Dataset excerpts >>
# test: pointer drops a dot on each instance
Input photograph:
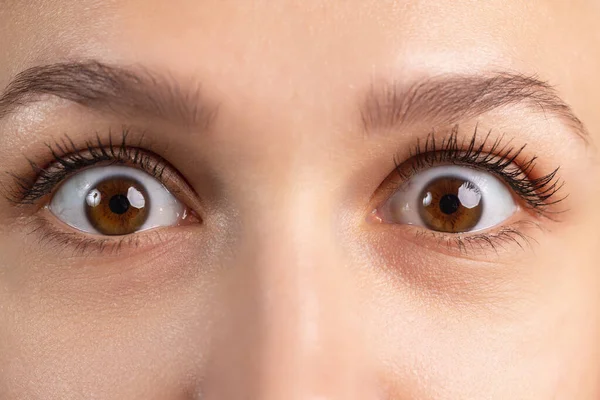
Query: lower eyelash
(78, 245)
(466, 243)
(538, 193)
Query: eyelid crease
(69, 159)
(498, 157)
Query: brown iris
(451, 204)
(117, 206)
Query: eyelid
(68, 160)
(536, 191)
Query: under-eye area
(475, 193)
(105, 195)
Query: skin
(288, 289)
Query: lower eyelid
(517, 234)
(66, 242)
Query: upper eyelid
(68, 158)
(495, 154)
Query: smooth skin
(288, 290)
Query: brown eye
(450, 198)
(116, 200)
(117, 206)
(451, 205)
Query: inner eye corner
(116, 201)
(449, 199)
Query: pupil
(118, 204)
(449, 204)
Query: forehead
(301, 53)
(284, 39)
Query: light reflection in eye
(115, 200)
(452, 199)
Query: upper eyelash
(538, 193)
(68, 159)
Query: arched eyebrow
(450, 99)
(125, 91)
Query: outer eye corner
(115, 200)
(451, 199)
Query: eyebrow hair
(453, 98)
(115, 89)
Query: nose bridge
(307, 342)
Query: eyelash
(500, 159)
(496, 157)
(69, 159)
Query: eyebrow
(453, 98)
(132, 91)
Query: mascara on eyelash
(538, 193)
(68, 159)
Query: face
(336, 200)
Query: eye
(452, 199)
(115, 200)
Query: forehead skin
(288, 76)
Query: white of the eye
(93, 198)
(68, 203)
(498, 203)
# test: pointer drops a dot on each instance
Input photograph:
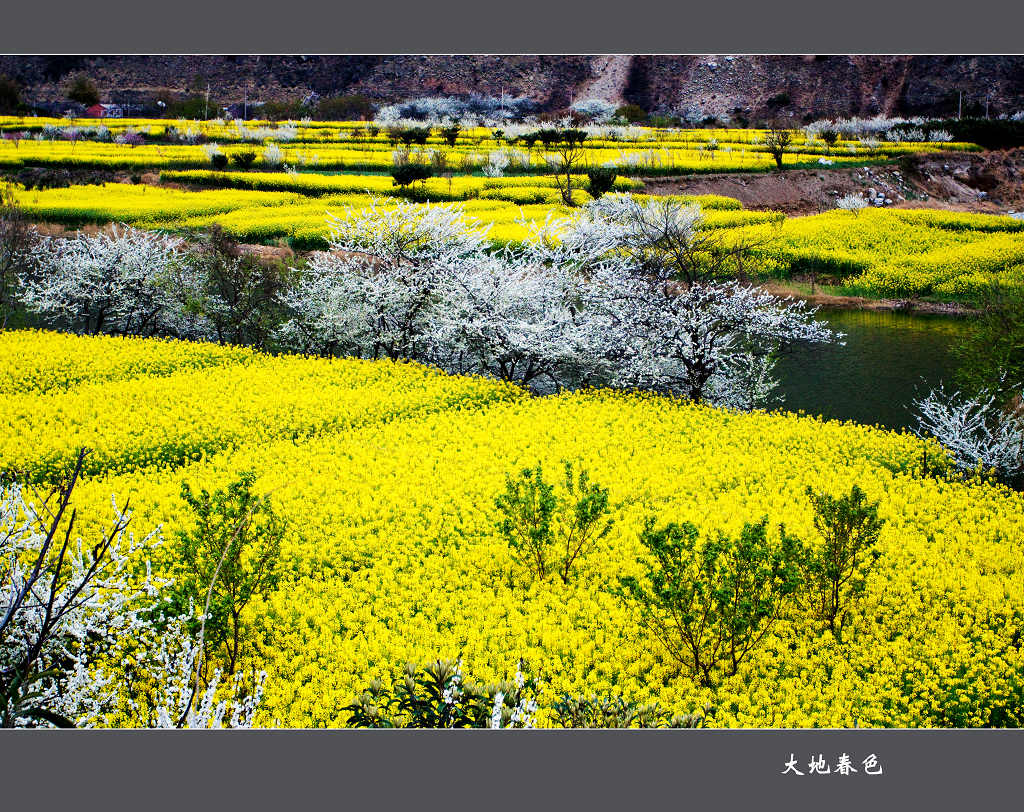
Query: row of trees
(623, 293)
(88, 636)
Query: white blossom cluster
(68, 607)
(587, 300)
(979, 432)
(111, 282)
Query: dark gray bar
(570, 770)
(520, 27)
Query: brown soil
(833, 302)
(987, 182)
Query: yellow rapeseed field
(387, 474)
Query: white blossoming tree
(72, 612)
(111, 282)
(980, 432)
(375, 293)
(617, 294)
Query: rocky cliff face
(752, 87)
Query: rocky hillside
(742, 87)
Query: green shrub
(228, 557)
(711, 603)
(602, 712)
(601, 179)
(436, 695)
(451, 134)
(245, 159)
(634, 114)
(836, 572)
(548, 532)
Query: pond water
(888, 360)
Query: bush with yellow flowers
(389, 473)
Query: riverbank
(822, 296)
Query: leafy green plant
(601, 179)
(451, 133)
(836, 572)
(228, 557)
(548, 532)
(711, 602)
(404, 174)
(245, 159)
(604, 712)
(436, 695)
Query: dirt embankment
(987, 182)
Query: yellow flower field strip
(44, 361)
(167, 421)
(395, 557)
(456, 188)
(479, 137)
(139, 204)
(647, 159)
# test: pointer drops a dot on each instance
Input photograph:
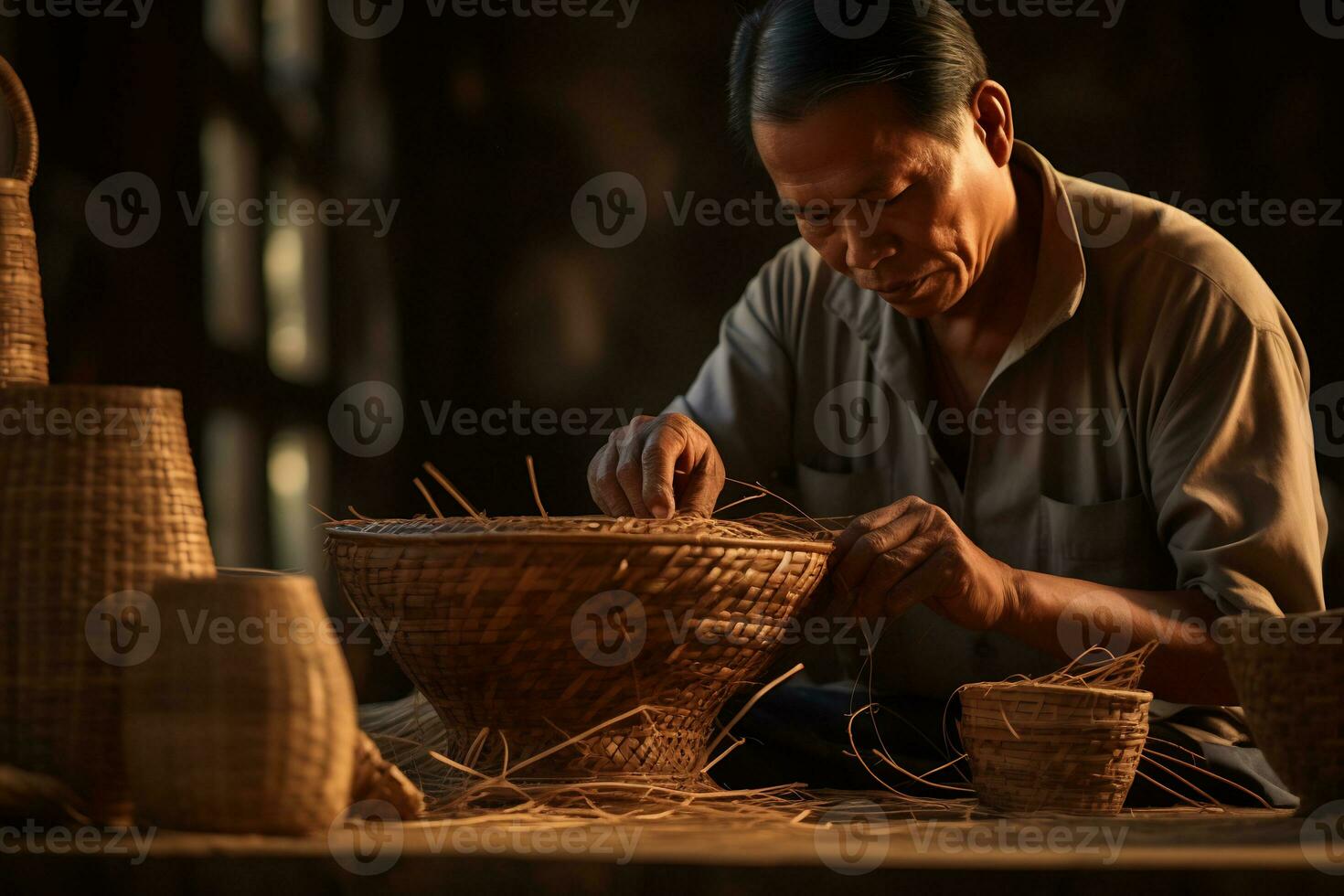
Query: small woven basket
(540, 629)
(1047, 747)
(243, 718)
(23, 331)
(1287, 673)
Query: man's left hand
(912, 552)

What is expected >> What is needed is every entry written out word for word, with no pictures.

The completed task >>
# test: pointer drops a dot on each instance
Input photograph:
Query: lower eyelash
(78, 245)
(466, 243)
(538, 193)
Query: eyelid crease
(69, 159)
(498, 157)
Query: brown iris
(451, 204)
(117, 206)
Query: eyelid
(68, 160)
(536, 191)
Query: under-eye area
(475, 193)
(105, 195)
Query: skin
(288, 289)
Query: lower eyelid
(517, 234)
(66, 242)
Query: upper eyelid
(68, 158)
(495, 154)
Query: smooth skin
(288, 290)
Query: brown eye
(450, 198)
(116, 200)
(117, 206)
(451, 205)
Query: inner eye corner
(116, 201)
(449, 199)
Query: pupil
(118, 204)
(449, 204)
Query: forehead
(301, 53)
(284, 39)
Query: light reflection in eye
(115, 200)
(452, 199)
Query: upper eyelash
(538, 193)
(68, 159)
Query: arched eyebrow
(450, 99)
(125, 91)
Query: outer eye corner
(115, 200)
(451, 199)
Query: eyebrow hair
(453, 98)
(115, 89)
Query: nose bridge
(307, 342)
Query: eyelash
(500, 159)
(496, 157)
(69, 159)
Query: eyebrow
(453, 98)
(132, 91)
Query: mascara on eyelash
(538, 193)
(68, 159)
Query: face
(336, 200)
Query: eye
(452, 199)
(115, 200)
Query: forehead skin
(288, 76)
Query: white of the eye
(93, 198)
(68, 203)
(498, 203)
# test: pointer drops a dot on each instance
Input photograph:
Query: row of trees
(623, 293)
(88, 636)
Query: white blossom cluster
(68, 607)
(587, 300)
(979, 432)
(111, 282)
Query: dark gray bar
(570, 770)
(520, 27)
Query: brown soil
(833, 302)
(987, 182)
Query: yellow rapeseed field
(387, 474)
Query: white blossoming tree
(72, 612)
(111, 282)
(980, 432)
(375, 293)
(617, 294)
Query: rocky cliff face
(752, 87)
Query: rocky hillside
(742, 87)
Query: green shrub
(228, 557)
(711, 603)
(602, 712)
(601, 179)
(436, 695)
(451, 134)
(245, 159)
(634, 114)
(836, 572)
(548, 532)
Query: pond water
(888, 360)
Query: bush with yellow flowers
(389, 473)
Query: riverbank
(822, 296)
Query: leafy green plant
(601, 179)
(451, 133)
(836, 572)
(228, 557)
(548, 532)
(711, 602)
(404, 174)
(245, 159)
(604, 712)
(436, 695)
Query: dirt embankment
(987, 182)
Query: yellow flower field strip
(44, 361)
(167, 421)
(395, 557)
(456, 188)
(479, 137)
(139, 204)
(647, 159)
# test: pointer drops a dot on each instance
Input photograph:
Query: small woven basket
(540, 629)
(1047, 747)
(243, 718)
(23, 331)
(1287, 673)
Query: man's left hand
(912, 552)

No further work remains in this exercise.